### Exercise instructions
Write the material out again, line by line, exactly as it is.

[Collected data]
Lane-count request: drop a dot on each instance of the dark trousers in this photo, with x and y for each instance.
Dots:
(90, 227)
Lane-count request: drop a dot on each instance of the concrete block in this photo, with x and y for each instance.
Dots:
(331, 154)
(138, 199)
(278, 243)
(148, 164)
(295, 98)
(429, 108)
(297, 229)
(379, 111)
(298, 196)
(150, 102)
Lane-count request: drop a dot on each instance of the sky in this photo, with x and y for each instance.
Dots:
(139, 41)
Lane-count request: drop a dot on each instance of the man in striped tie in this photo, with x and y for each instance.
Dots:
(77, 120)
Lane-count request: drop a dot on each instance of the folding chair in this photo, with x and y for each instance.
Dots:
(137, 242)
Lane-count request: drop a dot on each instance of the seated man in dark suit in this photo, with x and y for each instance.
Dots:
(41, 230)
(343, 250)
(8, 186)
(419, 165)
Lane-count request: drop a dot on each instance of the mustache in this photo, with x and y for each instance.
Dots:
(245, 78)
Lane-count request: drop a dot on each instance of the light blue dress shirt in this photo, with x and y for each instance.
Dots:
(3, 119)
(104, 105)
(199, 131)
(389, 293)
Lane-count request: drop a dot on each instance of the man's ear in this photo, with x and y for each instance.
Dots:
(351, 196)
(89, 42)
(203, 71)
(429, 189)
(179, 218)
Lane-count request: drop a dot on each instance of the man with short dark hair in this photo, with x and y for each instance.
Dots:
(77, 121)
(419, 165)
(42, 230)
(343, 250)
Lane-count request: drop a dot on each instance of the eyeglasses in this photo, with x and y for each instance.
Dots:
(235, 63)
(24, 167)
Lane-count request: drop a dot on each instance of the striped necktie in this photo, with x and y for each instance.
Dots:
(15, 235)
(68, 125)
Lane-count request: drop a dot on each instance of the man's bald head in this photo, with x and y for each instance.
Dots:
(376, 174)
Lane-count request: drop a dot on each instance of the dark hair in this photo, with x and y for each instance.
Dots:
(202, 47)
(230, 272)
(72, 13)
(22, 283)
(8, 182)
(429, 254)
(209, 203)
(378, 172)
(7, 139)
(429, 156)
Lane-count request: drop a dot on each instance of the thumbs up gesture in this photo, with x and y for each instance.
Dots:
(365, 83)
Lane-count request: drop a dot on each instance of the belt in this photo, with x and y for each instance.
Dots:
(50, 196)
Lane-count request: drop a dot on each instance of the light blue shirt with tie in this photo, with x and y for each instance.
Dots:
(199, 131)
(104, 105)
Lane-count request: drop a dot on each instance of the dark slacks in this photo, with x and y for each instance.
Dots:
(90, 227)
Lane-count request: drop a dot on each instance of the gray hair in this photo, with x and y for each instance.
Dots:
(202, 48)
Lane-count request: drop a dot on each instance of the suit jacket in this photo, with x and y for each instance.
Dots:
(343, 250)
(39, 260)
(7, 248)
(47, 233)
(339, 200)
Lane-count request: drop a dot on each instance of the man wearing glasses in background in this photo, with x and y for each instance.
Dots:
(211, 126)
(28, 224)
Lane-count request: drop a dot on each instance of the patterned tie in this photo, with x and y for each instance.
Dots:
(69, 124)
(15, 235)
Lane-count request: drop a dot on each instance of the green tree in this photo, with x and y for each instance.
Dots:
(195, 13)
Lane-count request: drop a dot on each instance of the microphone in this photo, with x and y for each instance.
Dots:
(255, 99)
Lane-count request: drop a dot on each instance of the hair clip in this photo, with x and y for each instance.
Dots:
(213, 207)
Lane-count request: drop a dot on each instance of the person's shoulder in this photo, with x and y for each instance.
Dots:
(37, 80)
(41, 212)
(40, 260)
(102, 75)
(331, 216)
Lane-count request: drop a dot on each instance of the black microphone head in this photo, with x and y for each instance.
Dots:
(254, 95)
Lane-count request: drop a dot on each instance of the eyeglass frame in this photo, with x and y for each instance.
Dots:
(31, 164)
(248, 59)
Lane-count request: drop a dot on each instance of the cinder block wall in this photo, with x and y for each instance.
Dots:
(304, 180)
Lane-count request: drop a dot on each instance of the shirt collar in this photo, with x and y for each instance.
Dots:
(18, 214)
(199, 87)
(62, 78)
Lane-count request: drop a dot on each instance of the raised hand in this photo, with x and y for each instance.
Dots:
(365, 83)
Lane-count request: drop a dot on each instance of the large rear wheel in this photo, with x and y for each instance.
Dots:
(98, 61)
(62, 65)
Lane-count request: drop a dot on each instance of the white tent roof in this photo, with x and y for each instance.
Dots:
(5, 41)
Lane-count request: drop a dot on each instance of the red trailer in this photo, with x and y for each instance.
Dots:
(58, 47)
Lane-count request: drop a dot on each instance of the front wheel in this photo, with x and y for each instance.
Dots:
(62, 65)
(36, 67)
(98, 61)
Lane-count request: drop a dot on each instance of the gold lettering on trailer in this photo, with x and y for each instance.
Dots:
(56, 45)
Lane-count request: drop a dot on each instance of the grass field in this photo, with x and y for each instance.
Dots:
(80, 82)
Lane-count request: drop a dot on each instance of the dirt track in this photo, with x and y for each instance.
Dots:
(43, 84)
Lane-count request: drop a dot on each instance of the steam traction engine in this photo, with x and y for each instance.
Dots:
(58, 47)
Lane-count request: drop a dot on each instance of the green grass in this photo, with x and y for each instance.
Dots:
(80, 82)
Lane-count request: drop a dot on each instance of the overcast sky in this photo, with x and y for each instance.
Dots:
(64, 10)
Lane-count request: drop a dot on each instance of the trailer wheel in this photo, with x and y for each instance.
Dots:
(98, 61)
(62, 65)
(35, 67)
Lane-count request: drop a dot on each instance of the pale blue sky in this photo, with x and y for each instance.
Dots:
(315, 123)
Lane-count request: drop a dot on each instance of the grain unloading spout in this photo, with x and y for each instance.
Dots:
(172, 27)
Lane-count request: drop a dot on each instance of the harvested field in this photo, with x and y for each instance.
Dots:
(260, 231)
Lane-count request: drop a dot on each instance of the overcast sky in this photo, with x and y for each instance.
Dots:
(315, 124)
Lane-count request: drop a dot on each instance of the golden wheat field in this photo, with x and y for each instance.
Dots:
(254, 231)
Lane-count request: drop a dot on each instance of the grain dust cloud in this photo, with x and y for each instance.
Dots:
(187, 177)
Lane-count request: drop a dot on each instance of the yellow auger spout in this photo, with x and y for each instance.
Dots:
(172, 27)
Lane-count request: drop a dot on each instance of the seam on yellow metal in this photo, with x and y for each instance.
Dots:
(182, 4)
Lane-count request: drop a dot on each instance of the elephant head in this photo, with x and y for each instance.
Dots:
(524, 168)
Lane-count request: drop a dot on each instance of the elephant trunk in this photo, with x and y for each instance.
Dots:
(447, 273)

### Final result
Lane-count request: drop a dot on each instance of the dark trousers in this photo, with x and y for each instance.
Dots:
(90, 227)
Lane-count request: drop a dot on each instance of the concrete block in this photo, with x and y for each instance.
Dots:
(331, 154)
(138, 199)
(278, 243)
(148, 164)
(295, 98)
(429, 108)
(297, 229)
(379, 111)
(298, 196)
(150, 102)
Lane-count request: drop a dot on each instance of the sky in this photo, with x and y for each instance.
Dots:
(139, 41)
Lane-count request: drop a dot on each instance of the man in striped tie in this photo, with x and y for each instance.
Dots:
(77, 120)
Lane-count request: drop a dot on each instance of the folding chair in this photo, with x and y for each instance.
Dots:
(137, 242)
Lane-count request: drop a dot on each instance of the seated man in dark suit in this photo, with x and y for each instance.
Dots:
(41, 230)
(343, 250)
(8, 186)
(419, 165)
Lane-count request: drop a dot on each instance of the mustache in this photo, with x and y for each instance.
Dots:
(245, 78)
Lane-count request: drop a dot on each instance of the light blue dress shirt in this photo, with x and y for each instance.
Dots:
(3, 119)
(104, 105)
(199, 131)
(389, 293)
Lane-count request: drop a dot on each instance of the man's ear in this photo, with x and y for each instance.
Dots:
(351, 196)
(89, 42)
(203, 71)
(429, 189)
(179, 218)
Lane-count request: drop a dot on each instance of the man with short dark hair in this photo, with x and y for each instance.
Dots:
(77, 121)
(419, 165)
(42, 230)
(343, 250)
Lane-count request: drop a dot on each instance of the eyeglasses in this photo, with x and y for each instance.
Dots:
(235, 63)
(24, 167)
Lane-count request: drop a dot on each instance of the striped necktie in this photo, with x and y for each instance.
Dots:
(15, 235)
(68, 125)
Lane-count request: drop a dot on each instance of the man's bald head in this photo, with x and y for each instance.
Dots:
(376, 174)
Lane-count request: drop a dot on each instance of the dark hair in this photo, with x and y for each instance.
Dots:
(202, 47)
(230, 272)
(72, 13)
(22, 283)
(8, 182)
(429, 254)
(209, 203)
(378, 172)
(7, 139)
(429, 156)
Lane-count request: drop a dot on each instance of the thumbs up gesture in this photo, with x and y for each instance.
Dots:
(365, 83)
Lane-count request: drop a dot on each instance of the belt in this photo, with x and y for each instance.
Dots:
(50, 196)
Lane-count request: drop a dot on each instance of the light blue shirt with tie in this photo, with x and y for each instance.
Dots:
(199, 131)
(104, 105)
Lane-count request: drop a dot on each instance of the dark slacks in this photo, with x and y for each instance.
Dots:
(90, 227)
Lane-count request: drop a dot on each instance of the gray hair in this photo, with x and y for each instance.
Dots:
(202, 48)
Lane-count request: drop a dot on each instance of the suit jacket in this photo, with x and y for each instance.
Dots:
(343, 250)
(39, 260)
(7, 248)
(47, 233)
(339, 200)
Lane-count request: drop a dot on each instance of the man wearing glasses in background in this photo, with x and y for each instance.
Dots:
(211, 126)
(28, 224)
Lane-count request: drop a dot on each instance of the patterned tie in this photo, with x and y for each instance.
Dots:
(69, 124)
(15, 235)
Lane-count request: drop a dot on each instance of the green tree in this photo, with x and y for each instance.
Dots:
(195, 13)
Lane-count request: drop a dot on each instance of the microphone in this photo, with x and y for each instance.
Dots:
(255, 99)
Lane-count request: drop a dot on each instance of the hair clip in this photo, with x and y for each instance.
Dots:
(213, 207)
Lane-count request: drop a dot on each instance of the person's shoulder in this photo, with x and y for each instance.
Dots:
(37, 80)
(41, 212)
(40, 260)
(102, 75)
(331, 216)
Lane-count request: drop a dot on each instance of the black microphone head in this photo, with x and y for each instance.
Dots:
(254, 95)
Lane-count request: drop a dot on each instance of the eyeglass frame in this photo, with x and y for each instance.
Dots:
(31, 164)
(248, 59)
Lane-count request: drop a dot on each instance of the cinder block wall in this photo, with x and y for each instance.
Dots:
(304, 180)
Lane-count request: drop a dot on each instance of the shirt collar in this photo, with x and y for each instance.
Dots:
(18, 214)
(199, 87)
(62, 78)
Lane-count request: drop a dot on each instance of the raised hand in this photo, with x and y for each instance.
Dots:
(365, 83)
Lane-count request: drop a dot on each instance of the large rear wheel in this photo, with x and y for each instance.
Dots:
(98, 61)
(62, 65)
Lane-count request: drop a dot on each instance of the white tent roof in this photo, with x and y for each instance.
Dots:
(5, 41)
Lane-count request: drop a dot on each instance of the red trailer in this photo, with x and y for each instance.
Dots:
(58, 47)
Lane-count request: drop a dot on each instance of the front wheel in this photo, with x and y for each instance.
Dots:
(62, 65)
(36, 67)
(98, 61)
Lane-count request: drop a dot on each instance of the gold lettering on trailer in this photo, with x and y for each instance.
Dots:
(56, 45)
Lane-count request: drop a dot on each instance of the grass field in this photo, with x and y for each instance.
Dots:
(80, 82)
Lane-count request: drop a dot on each instance of the dirt track in this photo, with x and y for each instance.
Dots:
(43, 84)
Lane-count request: drop a dot on each instance of the steam traction engine in this photo, with x and y for each instance.
Dots:
(58, 47)
Lane-count request: drop a dot on each instance of the green grass in this photo, with x and y for each instance.
Dots:
(80, 82)
Lane-count request: drop a dot on each instance of the overcast sky in this photo, with x and y for each instance.
Dots:
(64, 10)
Lane-count request: drop a dot on each instance of the trailer wheel in this photo, with x and y for each instance.
Dots:
(98, 61)
(62, 65)
(35, 67)
Lane-count request: drop a dot on each instance of the pale blue sky in this photo, with x and y for each instance.
Dots:
(315, 123)
Lane-count request: drop a dot on each instance of the grain unloading spout in this photo, with x and y for each instance.
Dots:
(172, 27)
Lane-count request: drop a dot on each instance of the harvested field in this photo, with x and y for each instance.
Dots:
(260, 231)
Lane-count request: drop a dot on each instance of the overcast sky in this photo, with x and y for each instance.
Dots:
(315, 124)
Lane-count request: drop a dot on each instance of the golden wheat field in this photo, with x and y for each instance.
Dots:
(254, 231)
Lane-count request: drop a dot on each instance of the grain dust cloud in this photo, with x and y for each instance.
Dots:
(187, 177)
Lane-count request: drop a dot on each instance of the yellow auger spout in this photo, with x and y for each instance.
Dots:
(172, 27)
Lane-count request: drop a dot on each instance of the seam on yellow metal in this photo, with x and y for each instance.
Dots:
(182, 4)
Lane-count request: drop a dot on each instance of the elephant head in this photo, with x and y for each instance.
Dots:
(524, 168)
Lane-count request: drop a dot on each instance of the elephant trunk in this photo, with x and y for each instance.
Dots:
(447, 273)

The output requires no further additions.